Extracted data entries:

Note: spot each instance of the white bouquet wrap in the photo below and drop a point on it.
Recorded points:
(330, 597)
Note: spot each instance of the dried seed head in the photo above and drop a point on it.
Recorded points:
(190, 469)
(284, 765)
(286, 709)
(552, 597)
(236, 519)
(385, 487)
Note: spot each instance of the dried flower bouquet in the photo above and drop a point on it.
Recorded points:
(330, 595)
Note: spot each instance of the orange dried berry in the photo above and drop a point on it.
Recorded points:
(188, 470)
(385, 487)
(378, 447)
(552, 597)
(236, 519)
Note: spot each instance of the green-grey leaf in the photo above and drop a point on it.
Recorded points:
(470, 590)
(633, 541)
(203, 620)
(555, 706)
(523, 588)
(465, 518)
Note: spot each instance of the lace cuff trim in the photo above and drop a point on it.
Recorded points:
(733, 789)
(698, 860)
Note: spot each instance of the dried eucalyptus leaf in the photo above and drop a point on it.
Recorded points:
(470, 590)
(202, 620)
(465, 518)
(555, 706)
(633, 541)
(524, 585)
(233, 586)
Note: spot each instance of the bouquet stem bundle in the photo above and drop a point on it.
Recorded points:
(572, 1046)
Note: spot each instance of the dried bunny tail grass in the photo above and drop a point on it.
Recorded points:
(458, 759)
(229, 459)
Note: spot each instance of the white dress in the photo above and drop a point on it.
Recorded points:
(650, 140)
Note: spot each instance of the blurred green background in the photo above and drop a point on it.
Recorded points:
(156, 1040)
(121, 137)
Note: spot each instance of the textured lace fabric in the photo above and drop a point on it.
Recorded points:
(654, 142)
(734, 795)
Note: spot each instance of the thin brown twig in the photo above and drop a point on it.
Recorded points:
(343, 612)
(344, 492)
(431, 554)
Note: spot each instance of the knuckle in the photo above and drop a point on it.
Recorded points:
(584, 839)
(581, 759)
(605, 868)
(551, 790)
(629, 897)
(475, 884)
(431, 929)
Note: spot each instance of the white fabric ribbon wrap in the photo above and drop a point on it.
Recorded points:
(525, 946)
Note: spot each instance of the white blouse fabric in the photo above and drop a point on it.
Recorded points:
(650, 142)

■ **Task to carry out**:
Print each entry exactly as it was written.

■ **Exercise answer**:
Note: spot each instance of the white bouquet wrap in the photo below and drop a point on it.
Recorded points:
(330, 597)
Note: spot each instance of the dried seed head in the photo above and drop a point on it.
Recorded points:
(190, 469)
(284, 765)
(286, 709)
(552, 597)
(236, 519)
(385, 487)
Note: spot each instance of the dried flower bouquet in the photo above and drop a point on it.
Recorded points:
(330, 595)
Note: spot each instance of the orange dried berry in the photo above and drop a point on it.
Recorded points:
(188, 470)
(385, 487)
(378, 447)
(552, 597)
(236, 519)
Note: spot each instance of the green-grey leaf in the photo above and drop a point on it.
Recorded points:
(470, 590)
(633, 541)
(203, 620)
(555, 706)
(523, 588)
(465, 518)
Note: spot each instance of the lace cuff trim in the photo above and drop a point on it.
Recorded points:
(733, 789)
(698, 860)
Note: spot each instance of the dried eucalyptus leaf in the photo above and drop a point on it.
Recorded points:
(470, 590)
(202, 620)
(465, 518)
(555, 706)
(633, 541)
(524, 585)
(233, 586)
Note: spot each instance of the bouquet stem bundle in the photo above and drop a point on it.
Recorded points:
(572, 1046)
Note: spot each instance of the dried bunny tail grass in the photo above and drop a point on it.
Recorded points:
(458, 759)
(229, 459)
Note: spot each instance of the white dress in the photo above and drop a point on it.
Recorded points:
(650, 140)
Note: spot each instance of the blurred green background in the photo above and drop a point on it.
Recorded points:
(156, 1040)
(121, 137)
Note: spot each instance of the textured lace fabric in the photo above and drop a point on it.
Recorded points:
(654, 142)
(734, 795)
Note: spot each instance of the thin brown twig in the photo above and drop a point on it.
Recorded points:
(343, 612)
(344, 492)
(431, 554)
Note: spot each instance of the knuckle in the photo above and drop a point on it.
Recorded points:
(584, 839)
(581, 759)
(605, 868)
(551, 790)
(629, 897)
(475, 884)
(431, 929)
Note: spot each instance of the white fabric ribbon wrap in the photo above and drop a point on it.
Recorded points:
(525, 946)
Note: spot each instance of the white blouse fabric in the photo above and drop a point on it.
Recorded points:
(650, 142)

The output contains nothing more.